Problem requirements →
Set down exactly the stretch of lines below that opens at the line containing "Where can the granite" and continues through the last line of the entries, and nothing else.

Records for the exercise →

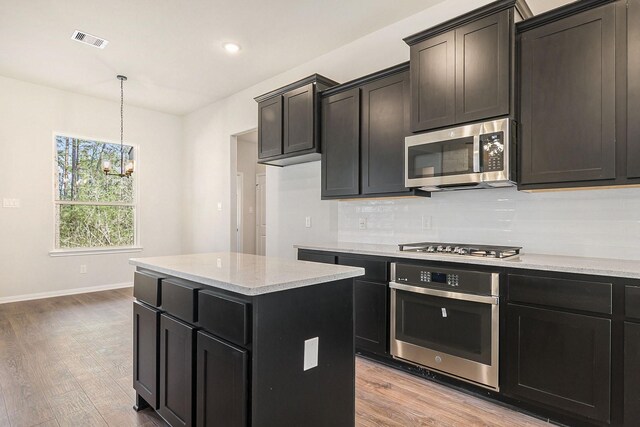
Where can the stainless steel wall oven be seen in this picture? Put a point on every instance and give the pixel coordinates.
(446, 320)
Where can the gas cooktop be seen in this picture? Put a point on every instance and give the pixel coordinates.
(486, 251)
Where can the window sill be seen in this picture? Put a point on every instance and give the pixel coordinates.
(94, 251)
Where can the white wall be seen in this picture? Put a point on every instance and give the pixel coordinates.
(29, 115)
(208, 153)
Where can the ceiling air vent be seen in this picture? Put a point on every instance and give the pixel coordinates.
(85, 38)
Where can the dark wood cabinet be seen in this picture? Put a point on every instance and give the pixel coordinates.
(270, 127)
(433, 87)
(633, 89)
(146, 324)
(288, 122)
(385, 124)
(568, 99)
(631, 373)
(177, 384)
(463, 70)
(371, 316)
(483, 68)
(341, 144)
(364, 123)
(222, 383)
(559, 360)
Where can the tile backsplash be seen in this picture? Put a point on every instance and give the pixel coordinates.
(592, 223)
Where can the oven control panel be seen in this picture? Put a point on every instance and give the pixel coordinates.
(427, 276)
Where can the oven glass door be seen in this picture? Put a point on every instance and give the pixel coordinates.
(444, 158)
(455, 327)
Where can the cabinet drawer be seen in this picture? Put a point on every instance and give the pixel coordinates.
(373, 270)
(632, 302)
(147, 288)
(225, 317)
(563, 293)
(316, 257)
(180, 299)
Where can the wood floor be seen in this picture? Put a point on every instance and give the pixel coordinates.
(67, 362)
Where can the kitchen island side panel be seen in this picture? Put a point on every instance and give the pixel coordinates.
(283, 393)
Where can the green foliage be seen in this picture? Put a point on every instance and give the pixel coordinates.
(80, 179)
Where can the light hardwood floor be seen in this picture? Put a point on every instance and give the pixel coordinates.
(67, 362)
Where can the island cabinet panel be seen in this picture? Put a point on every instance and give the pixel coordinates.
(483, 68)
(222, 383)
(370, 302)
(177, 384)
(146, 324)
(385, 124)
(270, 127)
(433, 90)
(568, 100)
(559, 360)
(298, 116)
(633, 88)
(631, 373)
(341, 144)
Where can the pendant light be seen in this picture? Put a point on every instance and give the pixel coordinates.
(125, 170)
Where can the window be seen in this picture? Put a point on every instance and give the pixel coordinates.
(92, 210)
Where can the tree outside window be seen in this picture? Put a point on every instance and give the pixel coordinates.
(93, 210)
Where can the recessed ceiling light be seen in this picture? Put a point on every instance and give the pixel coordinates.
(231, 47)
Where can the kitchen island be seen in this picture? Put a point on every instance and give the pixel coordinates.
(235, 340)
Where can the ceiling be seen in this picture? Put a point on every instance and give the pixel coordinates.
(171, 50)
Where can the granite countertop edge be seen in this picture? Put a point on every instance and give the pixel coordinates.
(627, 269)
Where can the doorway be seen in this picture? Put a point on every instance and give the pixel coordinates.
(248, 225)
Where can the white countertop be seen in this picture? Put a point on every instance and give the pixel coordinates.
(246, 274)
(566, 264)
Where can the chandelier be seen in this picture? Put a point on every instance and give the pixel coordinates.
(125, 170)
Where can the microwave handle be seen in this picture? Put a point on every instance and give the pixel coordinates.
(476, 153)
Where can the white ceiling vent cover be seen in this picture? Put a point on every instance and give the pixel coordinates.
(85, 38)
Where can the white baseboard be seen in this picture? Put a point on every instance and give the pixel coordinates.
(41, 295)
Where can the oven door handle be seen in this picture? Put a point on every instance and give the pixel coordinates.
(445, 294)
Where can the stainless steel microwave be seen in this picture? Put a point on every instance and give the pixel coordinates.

Output of the exercise →
Where can the granite countertop edge be seen in this picture? Put a point on every instance and give the pixel coordinates.
(627, 269)
Where can the doorway be seen in this picture? Put a point on every instance and give the pixel coordinates.
(248, 225)
Where can the white countertop be seen in this picture? Put a point on every instance and give the pixel coordinates.
(246, 274)
(566, 264)
Where can the chandelier be seen in this picture? Put a point on every instance and give the pixel coordinates.
(125, 170)
Where can the microwave handle be seen in this picture? Put a point on every instance and give the pixel coordinates.
(476, 153)
Where can the white ceiling vent cover be seen in this picture? Put a point on every instance and give the pixel coordinates.
(85, 38)
Where can the white baseboard be seen in this picture? Put a point on every instance and give the pixel coordinates.
(41, 295)
Where can the oven door handle be seen in this picture? Put a point on every instance and give the pixel coordinates.
(445, 294)
Where can the stainless steel microwave be seen in this picture? Put a point on every instance and give the pixel coordinates.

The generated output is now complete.